In the algebra thread, what final simplified result is given for the expression?

## Excerpt to read
──────────

Question

Hi I am super new to this, I thought I would give it a shot. Can anyone help me solve this: Simplify quantity x squared plus 2 x over quantity 12 x plus 54 end quantity minus quantity 3 minus x over quantity 8 x plus 36

Answer 1

is it like this?
\[\large \frac{x^2+2x}{12x+54}-\frac{3-x}{8x+36} \]

Answer 2

in the first fraction u can factor x in the numerator and 12 in the denominator. and in the second fraction u can factor 4 in the denominator.
can u do it?

Answer 3

sorry. i made a mistake. u cannot factor 12 from the denominator of the first fraction

Answer 4

let's see
\[\large \frac{x^2+2x}{12x+54}-\frac{3-x}{8x+36}=
\frac{\color{red}{x}(x+2)}{\color{red}{6}(2x+9)}-
\frac{3-x}{\color{red}{4}(2x+9)} \]
the LCM is, as u said, \(12(2x+9)\)

Answer 5

so to equal both denominators we multiply the first fraction by 2/2 and the second by 3/3

Answer 6

\[\large \frac{2}{2}\cdot\frac{x(x+2)}{6(2x+9)}-
\frac{3}{3}\cdot\frac{3-x}{4(2x+9)}=
\frac{2x(x+2)}{12(2x+9)}-\frac{9-3x}{12(2x+9)}= \]
\[\large =\frac{2x(x+2)\color{red}{-}(9-3x)}{12(2x+9)} \]

Answer 7

i cannot figure out whay your teacher told u that. it makes no sense at all.

maybe she got a bit confused.

Answer 8

so to finish
\[\large =\frac{2x^2+4x-9+3x}{12(2x+9)}=\frac{2x^2+7x-9}{12(2x+9)} \]
factoring the numerator we got
\[\large =\frac{(2x+9)(x-1)}{12(2x+9)}=\frac{x-1}{12} \]

Answer 9

u r welcome.
i log in this site whenever i have some free time.
if i am not loged in, there is a lot of very intelligent people here. i am sure u will always find someone to help u.

Answer 10

u too have a nice day. bye!

──────────

[Records from an annotation dataset]
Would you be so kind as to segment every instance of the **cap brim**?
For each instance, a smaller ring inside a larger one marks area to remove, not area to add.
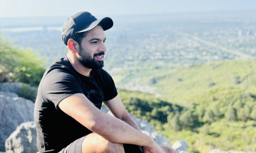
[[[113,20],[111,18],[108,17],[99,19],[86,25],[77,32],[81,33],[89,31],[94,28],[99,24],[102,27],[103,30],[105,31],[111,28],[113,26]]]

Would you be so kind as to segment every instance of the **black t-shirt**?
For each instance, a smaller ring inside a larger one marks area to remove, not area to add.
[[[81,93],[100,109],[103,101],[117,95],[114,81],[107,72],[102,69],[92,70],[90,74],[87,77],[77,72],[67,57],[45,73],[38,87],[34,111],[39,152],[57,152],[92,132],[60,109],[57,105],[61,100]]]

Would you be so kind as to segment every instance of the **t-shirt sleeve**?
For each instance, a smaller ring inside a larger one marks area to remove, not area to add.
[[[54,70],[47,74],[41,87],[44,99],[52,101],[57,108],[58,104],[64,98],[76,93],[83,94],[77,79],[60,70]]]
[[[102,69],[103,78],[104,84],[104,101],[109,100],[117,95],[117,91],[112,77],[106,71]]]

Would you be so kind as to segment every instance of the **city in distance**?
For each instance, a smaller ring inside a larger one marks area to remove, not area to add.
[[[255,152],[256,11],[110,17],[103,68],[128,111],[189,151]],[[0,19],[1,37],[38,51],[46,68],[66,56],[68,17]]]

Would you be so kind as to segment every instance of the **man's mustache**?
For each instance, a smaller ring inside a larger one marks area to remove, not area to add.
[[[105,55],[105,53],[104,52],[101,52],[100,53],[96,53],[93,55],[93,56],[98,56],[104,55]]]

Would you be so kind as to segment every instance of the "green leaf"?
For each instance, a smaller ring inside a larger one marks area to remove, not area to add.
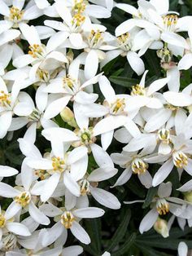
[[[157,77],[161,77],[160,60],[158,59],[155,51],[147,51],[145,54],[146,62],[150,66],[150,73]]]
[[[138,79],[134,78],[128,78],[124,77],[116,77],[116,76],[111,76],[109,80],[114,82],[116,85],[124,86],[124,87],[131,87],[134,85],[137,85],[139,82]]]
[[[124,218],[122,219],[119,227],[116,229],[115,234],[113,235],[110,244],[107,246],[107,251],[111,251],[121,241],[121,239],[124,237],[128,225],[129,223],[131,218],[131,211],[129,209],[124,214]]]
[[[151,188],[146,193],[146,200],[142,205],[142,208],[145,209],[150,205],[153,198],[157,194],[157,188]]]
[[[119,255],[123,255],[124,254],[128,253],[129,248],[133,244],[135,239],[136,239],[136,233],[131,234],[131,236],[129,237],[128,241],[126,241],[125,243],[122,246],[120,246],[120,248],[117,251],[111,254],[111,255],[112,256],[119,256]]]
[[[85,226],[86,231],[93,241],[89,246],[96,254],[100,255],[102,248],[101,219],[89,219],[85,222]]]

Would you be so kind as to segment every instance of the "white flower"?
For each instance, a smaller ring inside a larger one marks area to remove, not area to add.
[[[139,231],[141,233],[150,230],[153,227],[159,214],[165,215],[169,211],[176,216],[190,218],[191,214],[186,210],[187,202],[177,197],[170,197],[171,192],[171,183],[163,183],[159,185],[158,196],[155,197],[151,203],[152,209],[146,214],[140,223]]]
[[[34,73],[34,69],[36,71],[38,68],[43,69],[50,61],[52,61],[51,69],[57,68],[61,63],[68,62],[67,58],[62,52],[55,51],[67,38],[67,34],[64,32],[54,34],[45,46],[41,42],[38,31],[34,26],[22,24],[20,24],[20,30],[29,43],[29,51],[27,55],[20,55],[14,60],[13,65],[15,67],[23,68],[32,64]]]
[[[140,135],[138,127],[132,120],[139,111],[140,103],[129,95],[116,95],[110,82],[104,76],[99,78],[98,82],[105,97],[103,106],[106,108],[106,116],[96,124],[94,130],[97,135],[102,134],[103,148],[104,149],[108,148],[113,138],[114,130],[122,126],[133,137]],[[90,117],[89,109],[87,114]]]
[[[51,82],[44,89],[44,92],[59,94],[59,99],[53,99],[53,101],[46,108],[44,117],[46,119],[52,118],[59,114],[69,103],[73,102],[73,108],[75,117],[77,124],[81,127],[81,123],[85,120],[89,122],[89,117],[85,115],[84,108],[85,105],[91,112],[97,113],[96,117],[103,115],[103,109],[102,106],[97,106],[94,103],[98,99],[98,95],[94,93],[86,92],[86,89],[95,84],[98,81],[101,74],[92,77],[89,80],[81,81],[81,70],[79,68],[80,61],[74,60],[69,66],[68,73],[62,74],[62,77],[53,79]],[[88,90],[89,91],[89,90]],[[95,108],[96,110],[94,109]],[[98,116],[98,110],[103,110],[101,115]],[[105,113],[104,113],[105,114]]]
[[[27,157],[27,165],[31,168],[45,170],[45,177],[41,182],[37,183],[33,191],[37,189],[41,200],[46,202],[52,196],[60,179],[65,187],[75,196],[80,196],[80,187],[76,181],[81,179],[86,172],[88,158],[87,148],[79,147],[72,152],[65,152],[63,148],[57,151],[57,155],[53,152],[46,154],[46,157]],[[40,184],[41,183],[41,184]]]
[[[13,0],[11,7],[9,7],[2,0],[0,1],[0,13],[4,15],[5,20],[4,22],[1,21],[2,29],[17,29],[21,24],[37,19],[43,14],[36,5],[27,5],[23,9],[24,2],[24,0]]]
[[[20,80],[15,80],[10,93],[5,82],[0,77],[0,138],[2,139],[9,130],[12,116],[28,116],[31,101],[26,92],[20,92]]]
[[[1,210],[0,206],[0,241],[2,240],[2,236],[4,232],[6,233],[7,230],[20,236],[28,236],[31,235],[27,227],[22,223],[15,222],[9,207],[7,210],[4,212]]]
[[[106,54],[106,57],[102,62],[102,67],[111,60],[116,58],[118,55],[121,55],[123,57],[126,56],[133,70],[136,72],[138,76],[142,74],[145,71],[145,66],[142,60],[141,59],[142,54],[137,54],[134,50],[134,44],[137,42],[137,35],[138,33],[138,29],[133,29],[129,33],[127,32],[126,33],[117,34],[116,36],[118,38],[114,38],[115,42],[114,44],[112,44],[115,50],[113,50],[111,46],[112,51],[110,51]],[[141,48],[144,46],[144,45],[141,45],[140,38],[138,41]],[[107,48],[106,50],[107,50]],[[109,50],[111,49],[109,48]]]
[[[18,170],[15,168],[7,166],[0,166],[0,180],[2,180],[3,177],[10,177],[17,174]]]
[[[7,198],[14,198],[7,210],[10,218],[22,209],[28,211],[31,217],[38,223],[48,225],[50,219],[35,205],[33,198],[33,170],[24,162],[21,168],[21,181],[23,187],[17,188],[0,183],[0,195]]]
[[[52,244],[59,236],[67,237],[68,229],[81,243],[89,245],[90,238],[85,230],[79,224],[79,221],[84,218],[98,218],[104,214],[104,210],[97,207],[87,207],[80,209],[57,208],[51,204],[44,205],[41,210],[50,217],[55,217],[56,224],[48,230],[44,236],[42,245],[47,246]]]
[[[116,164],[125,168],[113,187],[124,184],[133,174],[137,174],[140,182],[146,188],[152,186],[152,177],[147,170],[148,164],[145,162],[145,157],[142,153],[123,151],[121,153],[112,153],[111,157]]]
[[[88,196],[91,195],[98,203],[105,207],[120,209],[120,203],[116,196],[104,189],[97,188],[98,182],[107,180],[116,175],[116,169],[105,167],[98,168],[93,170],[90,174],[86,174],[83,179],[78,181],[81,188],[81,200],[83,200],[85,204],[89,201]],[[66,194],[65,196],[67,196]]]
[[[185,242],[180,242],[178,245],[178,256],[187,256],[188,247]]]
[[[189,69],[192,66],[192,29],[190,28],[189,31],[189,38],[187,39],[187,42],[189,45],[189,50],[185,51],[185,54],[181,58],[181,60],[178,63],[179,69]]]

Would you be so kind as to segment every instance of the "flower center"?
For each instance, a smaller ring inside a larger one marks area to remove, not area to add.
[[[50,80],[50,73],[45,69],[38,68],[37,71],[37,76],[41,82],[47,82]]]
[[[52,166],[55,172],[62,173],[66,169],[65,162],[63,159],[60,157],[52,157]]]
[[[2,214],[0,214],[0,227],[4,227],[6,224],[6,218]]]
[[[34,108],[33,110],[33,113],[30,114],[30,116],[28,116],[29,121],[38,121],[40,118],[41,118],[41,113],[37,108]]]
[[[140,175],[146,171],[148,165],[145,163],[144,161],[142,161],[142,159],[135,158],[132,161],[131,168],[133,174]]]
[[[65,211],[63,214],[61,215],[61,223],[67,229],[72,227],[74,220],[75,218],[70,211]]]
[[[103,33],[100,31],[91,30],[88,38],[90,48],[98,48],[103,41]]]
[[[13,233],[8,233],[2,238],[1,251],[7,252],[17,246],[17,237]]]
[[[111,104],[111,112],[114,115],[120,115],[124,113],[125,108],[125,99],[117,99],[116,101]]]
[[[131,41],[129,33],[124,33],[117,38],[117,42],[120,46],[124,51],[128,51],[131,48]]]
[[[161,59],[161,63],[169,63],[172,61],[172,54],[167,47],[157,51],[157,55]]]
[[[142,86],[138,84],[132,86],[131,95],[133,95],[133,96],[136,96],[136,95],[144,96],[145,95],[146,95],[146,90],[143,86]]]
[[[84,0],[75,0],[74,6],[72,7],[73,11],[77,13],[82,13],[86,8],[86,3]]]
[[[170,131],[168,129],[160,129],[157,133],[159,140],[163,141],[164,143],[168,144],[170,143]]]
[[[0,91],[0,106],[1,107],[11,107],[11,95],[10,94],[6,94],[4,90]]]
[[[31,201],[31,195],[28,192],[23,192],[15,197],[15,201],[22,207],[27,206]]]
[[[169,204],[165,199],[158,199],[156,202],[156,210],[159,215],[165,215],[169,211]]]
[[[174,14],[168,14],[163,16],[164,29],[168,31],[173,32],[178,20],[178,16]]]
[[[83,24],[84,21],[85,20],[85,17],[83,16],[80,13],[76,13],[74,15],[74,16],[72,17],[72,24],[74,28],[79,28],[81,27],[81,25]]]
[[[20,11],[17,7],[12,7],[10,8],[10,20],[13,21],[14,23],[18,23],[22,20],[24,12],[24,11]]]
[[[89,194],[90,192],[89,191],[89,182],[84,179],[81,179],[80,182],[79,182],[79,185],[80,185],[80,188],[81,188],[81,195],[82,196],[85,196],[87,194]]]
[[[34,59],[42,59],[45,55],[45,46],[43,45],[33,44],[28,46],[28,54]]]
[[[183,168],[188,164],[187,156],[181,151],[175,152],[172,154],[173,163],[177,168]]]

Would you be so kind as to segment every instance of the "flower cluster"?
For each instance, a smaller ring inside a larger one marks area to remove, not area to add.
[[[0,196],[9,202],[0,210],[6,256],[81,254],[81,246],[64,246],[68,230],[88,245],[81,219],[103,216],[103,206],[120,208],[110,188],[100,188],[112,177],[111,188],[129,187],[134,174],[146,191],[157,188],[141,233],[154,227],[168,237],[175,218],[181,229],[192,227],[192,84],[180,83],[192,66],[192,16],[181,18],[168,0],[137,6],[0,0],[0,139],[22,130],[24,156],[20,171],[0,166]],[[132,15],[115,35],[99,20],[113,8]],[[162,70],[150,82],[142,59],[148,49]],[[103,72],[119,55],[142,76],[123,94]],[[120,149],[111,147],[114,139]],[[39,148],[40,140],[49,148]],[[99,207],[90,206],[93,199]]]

──────────

## Reply to the task
(x − 1)/12